Required action —
Using the material below, print the line that contains "Expected behaviour: the pointer locates the candlestick", the line that contains "Expected behaviour: the pointer locates the yellow bowl", and every line in between, exactly and nothing else.
--*--
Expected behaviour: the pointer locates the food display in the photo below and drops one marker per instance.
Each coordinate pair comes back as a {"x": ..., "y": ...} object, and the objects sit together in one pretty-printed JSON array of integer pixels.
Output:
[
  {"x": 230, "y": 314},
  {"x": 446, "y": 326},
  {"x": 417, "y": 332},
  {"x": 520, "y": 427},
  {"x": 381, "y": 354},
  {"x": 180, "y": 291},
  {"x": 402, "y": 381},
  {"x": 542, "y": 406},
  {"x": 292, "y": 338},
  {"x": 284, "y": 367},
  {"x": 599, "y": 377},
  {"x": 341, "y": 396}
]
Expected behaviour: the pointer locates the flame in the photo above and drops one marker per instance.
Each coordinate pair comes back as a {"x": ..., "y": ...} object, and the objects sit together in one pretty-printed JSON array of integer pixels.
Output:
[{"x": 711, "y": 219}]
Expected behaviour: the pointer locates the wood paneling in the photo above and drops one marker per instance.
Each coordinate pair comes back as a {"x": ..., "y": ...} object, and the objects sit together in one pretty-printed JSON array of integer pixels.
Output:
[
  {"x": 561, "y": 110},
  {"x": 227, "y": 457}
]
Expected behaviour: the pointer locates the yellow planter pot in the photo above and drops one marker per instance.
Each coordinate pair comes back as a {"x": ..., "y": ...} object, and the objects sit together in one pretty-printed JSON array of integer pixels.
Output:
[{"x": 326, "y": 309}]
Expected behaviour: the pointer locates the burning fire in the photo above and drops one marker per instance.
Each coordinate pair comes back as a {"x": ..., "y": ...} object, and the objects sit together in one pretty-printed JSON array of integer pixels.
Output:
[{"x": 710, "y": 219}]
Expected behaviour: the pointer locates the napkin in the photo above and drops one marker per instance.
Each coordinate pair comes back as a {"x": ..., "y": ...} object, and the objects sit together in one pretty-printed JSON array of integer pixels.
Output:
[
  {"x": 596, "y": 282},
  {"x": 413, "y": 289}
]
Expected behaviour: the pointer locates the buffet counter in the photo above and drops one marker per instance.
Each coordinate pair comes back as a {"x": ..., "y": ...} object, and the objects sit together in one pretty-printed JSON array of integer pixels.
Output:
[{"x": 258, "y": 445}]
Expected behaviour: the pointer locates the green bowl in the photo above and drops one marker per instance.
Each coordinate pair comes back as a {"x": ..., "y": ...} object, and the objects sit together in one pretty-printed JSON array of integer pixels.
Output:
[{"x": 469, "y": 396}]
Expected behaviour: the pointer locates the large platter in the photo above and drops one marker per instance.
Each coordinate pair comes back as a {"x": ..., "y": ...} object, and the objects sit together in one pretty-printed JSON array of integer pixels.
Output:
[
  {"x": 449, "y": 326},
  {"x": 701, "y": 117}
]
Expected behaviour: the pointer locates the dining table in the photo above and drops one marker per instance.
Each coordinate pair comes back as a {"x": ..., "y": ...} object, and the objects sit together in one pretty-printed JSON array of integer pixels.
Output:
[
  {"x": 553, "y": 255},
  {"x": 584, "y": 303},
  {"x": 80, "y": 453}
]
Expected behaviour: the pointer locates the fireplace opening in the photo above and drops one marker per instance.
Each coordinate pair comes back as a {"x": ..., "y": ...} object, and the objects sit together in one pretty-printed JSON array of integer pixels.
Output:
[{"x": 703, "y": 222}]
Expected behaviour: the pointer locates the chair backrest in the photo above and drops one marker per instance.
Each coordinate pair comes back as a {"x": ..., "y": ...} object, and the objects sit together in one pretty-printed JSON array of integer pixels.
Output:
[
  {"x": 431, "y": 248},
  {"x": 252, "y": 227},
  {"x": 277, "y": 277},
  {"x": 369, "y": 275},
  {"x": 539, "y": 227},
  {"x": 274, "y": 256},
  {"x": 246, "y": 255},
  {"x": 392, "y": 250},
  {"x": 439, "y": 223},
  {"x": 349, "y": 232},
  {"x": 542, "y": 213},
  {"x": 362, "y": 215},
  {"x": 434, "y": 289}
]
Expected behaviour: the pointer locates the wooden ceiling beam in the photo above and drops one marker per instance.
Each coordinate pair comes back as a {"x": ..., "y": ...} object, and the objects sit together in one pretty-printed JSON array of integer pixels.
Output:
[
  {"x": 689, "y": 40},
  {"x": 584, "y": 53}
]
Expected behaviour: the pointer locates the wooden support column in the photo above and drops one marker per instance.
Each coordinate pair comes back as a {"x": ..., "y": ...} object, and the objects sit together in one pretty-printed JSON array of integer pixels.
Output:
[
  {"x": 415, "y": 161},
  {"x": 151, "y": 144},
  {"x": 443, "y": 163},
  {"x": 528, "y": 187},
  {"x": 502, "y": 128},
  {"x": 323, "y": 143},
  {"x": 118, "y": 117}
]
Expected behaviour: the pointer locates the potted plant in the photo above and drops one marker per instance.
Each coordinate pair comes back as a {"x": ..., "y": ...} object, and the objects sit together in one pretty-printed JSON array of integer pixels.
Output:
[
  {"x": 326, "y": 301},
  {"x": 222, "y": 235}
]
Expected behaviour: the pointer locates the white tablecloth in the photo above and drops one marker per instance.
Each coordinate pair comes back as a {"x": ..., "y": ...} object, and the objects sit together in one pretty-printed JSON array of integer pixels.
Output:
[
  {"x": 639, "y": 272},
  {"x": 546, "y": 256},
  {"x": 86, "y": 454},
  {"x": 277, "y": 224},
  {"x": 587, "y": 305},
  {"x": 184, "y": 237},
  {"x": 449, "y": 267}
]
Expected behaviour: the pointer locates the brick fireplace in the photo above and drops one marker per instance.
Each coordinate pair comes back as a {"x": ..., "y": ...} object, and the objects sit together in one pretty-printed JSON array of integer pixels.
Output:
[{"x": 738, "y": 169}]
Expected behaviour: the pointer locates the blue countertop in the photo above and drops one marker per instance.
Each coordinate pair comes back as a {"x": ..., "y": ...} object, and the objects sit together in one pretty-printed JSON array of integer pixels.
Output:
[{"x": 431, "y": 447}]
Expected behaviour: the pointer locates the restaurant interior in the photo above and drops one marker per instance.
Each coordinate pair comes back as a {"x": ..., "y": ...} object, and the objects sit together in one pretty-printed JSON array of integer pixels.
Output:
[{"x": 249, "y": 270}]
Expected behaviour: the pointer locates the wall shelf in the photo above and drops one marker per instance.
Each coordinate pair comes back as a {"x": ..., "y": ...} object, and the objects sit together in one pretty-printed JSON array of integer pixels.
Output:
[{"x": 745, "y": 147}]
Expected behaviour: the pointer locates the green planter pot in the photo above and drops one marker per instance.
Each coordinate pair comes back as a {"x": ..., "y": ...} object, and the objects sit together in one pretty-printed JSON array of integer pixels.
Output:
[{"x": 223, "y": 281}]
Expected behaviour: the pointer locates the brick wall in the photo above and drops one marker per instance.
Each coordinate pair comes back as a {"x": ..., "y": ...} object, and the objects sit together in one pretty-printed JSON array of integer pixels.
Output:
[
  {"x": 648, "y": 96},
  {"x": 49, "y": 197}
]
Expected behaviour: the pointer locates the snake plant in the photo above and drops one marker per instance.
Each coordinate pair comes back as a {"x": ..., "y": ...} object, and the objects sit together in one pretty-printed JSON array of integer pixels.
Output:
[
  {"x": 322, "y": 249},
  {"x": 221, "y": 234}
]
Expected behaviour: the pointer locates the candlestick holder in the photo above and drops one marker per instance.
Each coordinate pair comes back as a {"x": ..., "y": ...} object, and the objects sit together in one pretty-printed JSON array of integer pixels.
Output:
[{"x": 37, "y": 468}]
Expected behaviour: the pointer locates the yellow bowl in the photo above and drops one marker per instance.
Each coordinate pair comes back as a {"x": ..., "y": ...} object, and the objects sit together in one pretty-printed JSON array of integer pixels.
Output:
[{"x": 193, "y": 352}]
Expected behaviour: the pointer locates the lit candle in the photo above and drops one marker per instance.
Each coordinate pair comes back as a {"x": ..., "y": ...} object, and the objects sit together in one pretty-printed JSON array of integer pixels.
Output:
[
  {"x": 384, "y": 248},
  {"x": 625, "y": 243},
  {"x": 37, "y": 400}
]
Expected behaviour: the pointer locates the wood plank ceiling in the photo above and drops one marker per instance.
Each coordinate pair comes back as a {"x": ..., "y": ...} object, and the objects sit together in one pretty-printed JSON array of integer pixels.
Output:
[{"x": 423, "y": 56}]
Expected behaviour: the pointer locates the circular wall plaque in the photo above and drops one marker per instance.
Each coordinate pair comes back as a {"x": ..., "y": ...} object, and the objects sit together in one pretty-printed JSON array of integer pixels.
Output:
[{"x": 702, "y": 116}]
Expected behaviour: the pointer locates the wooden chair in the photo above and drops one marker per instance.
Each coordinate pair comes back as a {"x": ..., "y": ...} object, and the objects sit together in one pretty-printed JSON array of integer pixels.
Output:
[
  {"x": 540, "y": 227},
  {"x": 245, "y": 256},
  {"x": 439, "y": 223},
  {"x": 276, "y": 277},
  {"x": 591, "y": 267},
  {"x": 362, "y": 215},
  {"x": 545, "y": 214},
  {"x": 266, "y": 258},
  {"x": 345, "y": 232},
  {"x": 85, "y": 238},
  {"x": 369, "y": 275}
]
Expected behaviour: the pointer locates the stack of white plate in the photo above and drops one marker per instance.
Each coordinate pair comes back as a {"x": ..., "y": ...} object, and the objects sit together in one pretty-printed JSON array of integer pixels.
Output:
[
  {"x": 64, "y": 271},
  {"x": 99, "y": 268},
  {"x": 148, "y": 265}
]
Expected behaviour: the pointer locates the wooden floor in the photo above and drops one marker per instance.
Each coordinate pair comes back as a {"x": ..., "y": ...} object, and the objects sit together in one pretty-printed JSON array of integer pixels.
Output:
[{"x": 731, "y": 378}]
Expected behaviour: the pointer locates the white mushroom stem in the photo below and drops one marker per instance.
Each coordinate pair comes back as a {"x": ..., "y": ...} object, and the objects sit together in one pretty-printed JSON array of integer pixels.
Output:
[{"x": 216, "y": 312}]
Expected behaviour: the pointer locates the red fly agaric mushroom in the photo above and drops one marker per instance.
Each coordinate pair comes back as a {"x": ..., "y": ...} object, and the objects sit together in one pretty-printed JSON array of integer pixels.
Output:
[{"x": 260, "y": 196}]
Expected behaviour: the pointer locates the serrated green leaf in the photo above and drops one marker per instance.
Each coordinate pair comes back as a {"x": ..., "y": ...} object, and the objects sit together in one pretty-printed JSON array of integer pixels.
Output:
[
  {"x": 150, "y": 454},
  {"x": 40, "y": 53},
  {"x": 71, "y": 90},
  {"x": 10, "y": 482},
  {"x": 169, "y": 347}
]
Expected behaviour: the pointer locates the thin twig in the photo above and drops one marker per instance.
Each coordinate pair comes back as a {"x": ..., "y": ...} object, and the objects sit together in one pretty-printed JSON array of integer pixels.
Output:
--*--
Final answer —
Expected behaviour: the pointer locates the candlestick holder in the photo above and drops one marker per instance.
Each coordinate pair comes back as a {"x": ..., "y": ...} object, and the objects sit together in one pretty-printed JSON array of integer pixels.
Output:
[{"x": 37, "y": 468}]
Expected behaviour: the pointer locates the yellow bowl in the photo above and drops one marker per instance.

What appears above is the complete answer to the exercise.